[start Quoted passage]

Bone Collector 分支限界

Many years ago , in Teddy’s hometown there was a man who was called “Bone Collector”. This man like to collect varies of bones , such as dog’s , cow’s , also he went to the grave …
The bone collector had a big bag with a volume of V ,and along his trip of collecting there are a lot of bones , obviously , different bone has different value and different volume, now given the each bone’s value along his trip , can you calculate out the maximum of the total value the bone collector can get ?

Input The first line contain a integer T , the number of cases.
Followed by T cases , each case three lines , the first line contain two integer N , V, (N <= 1000 , V <= 1000 )representing the number of bones and the volume of his bag. And the second line contain N integers representing the value of each bone. The third line contain N integers representing the volume of each bone. Output One integer per line representing the maximum of the total value (this number will be less than 2 ³¹). Sample Input

1
5 10
1 2 3 4 5
5 4 3 2 1

Sample Output

14

#define happy

#include<bits/stdc++.h>
using namespace std;
#define ll long long
#define rep(i,a,b) for(int i=a;i<=b;i++)
#define all(a) (a).begin(),(a).end()
#define pll pair<ll,ll>
#define vi vector<int>
#define P pair<int,int>
#define pb push_back
const int inf=0x3f3f3f3f;
ll rd(){
    ll x=0,f=1;char ch=getchar();
    while(ch<'0'||ch>'9'){if(ch=='-')f=-1;ch=getchar();}
    while(ch>='0'&&ch<='9'){x=x*10+ch-'0';ch=getchar();}
    return x*f;
}

const int N=1e3+10;
struct AA{
	ll v,w;//w weight
	bool operator<(const AA& b)const{
		return v*b.w>b.v*w;
	}
}a[N];
ll n;

double getsum(int i,ll m){
    double ans=0;
    while(m>0&&i<n) {
        if(m>a[i].w){
            ans+=a[i].v;
            m-=a[i].w;
            i++;
        }else{
            ans+=m*1.0*(1.0*a[i].v/a[i].w);
            break;
        }
    }
    return ans;
}

ll m,ans;

void dfs(int i,ll mnow,ll nans){
	//if(mnow<0)return;
	if(i==n){ans=max(ans,nans);return;}
	if(a[i].w<=mnow){
        dfs(i+1,mnow-a[i].w,nans+a[i].v);
        //if((double)a[i+1].v*mnow/a[i+1].w+nans<=ans)
        if(getsum(i+1,mnow)+nans<=ans)
			return;
        dfs(i+1,mnow,nans);
	}else if(getsum(i+1,mnow)+nans<=ans)
			return;
	dfs(i+1,mnow,nans);

}

int main(){
#ifdef happy
    freopen("in.txt","r",stdin);
#endif
	int t=rd();
	while(t--){
		n=rd(),m=rd();
		rep(i,0,n-1)
		a[i].v=rd();
		rep(i,0,n-1)
		a[i].w=rd();
		sort(a,a+n);
		ans=0;
		dfs(0,m,0);
		printf("%lld\n",ans);
	}
}

[end Quoted passage]
[start Entries]

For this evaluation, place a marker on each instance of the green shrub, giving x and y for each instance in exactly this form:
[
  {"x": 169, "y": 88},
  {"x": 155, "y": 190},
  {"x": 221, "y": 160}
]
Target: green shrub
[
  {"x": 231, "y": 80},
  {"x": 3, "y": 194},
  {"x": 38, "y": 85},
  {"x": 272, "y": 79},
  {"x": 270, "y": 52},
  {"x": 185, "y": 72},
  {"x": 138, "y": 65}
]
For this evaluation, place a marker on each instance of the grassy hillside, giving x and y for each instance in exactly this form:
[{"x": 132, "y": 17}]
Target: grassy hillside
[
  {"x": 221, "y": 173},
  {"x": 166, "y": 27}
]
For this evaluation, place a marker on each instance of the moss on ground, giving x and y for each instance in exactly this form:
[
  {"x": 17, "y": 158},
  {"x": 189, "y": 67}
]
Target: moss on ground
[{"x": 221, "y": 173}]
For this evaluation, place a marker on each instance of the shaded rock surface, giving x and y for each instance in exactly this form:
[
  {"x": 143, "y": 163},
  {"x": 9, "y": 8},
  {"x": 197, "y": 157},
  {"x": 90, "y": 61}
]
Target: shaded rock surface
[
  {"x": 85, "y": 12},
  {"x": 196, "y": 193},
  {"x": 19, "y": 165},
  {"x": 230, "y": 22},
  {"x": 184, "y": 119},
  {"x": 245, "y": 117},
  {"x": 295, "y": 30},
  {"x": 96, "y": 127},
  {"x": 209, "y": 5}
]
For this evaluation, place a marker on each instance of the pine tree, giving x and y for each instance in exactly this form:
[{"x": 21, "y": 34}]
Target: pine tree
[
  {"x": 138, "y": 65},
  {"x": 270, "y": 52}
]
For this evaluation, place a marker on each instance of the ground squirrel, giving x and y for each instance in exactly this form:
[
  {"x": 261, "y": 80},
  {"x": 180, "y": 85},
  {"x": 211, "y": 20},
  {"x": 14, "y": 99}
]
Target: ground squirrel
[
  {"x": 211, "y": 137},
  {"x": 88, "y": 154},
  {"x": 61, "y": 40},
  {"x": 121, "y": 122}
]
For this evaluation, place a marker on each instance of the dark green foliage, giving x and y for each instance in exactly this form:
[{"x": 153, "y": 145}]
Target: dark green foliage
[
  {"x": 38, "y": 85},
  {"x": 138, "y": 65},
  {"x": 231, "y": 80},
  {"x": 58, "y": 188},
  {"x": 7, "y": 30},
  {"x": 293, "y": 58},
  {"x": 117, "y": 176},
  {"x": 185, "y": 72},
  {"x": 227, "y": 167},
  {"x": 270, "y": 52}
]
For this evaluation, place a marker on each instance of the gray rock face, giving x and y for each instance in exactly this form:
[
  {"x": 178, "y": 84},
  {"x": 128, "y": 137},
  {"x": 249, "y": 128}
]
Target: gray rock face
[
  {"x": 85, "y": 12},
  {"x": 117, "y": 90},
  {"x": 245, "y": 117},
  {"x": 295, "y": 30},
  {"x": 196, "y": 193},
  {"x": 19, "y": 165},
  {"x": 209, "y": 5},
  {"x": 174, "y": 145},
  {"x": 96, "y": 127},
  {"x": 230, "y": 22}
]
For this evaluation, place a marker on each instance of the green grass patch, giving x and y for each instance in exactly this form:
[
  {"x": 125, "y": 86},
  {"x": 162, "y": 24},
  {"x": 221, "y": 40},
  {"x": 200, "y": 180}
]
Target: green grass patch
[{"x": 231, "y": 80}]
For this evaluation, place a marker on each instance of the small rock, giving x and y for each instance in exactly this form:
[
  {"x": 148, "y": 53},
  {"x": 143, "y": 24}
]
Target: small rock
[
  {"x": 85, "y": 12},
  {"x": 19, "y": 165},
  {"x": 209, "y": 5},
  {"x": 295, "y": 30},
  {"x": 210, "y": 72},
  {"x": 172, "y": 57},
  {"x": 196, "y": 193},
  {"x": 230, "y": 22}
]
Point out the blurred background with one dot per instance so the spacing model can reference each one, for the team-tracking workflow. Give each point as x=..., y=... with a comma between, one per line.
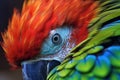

[end Entries]

▸ **Tasks and exercises**
1. Say whether each statement agrees with the Bone Collector page. Answer yes or no, and quote the words from the page that decide it. (a) Both N and V are at most 1000. (b) The sample output is 15. (c) The program sorts the bones before it begins the search.
2. Return the rows exactly, everything from the line that contains "of the small" down to the end of the rows, both ends included. Leave the pictures out of your answer.
These rows are unrelated to the Bone Collector page.

▸ **Solutions to each task**
1.
(a) Yes: "(N <= 1000 , V <= 1000 )"
(b) No: "Sample Output

14"
(c) Yes: "sort(a,a+n);"

2.
For this evaluation, place a marker on each instance of the small rock, giving x and y for each instance in exactly this form:
[
  {"x": 148, "y": 53},
  {"x": 143, "y": 24}
]
Target: small rock
[
  {"x": 85, "y": 12},
  {"x": 19, "y": 165},
  {"x": 209, "y": 5},
  {"x": 295, "y": 30},
  {"x": 210, "y": 72},
  {"x": 172, "y": 57},
  {"x": 196, "y": 193},
  {"x": 230, "y": 22}
]
Point out the blurred background with one dot per instance so the spacing model can reference each one, for the team-tracking workflow. Give each point as x=..., y=... with a comma between, one per line.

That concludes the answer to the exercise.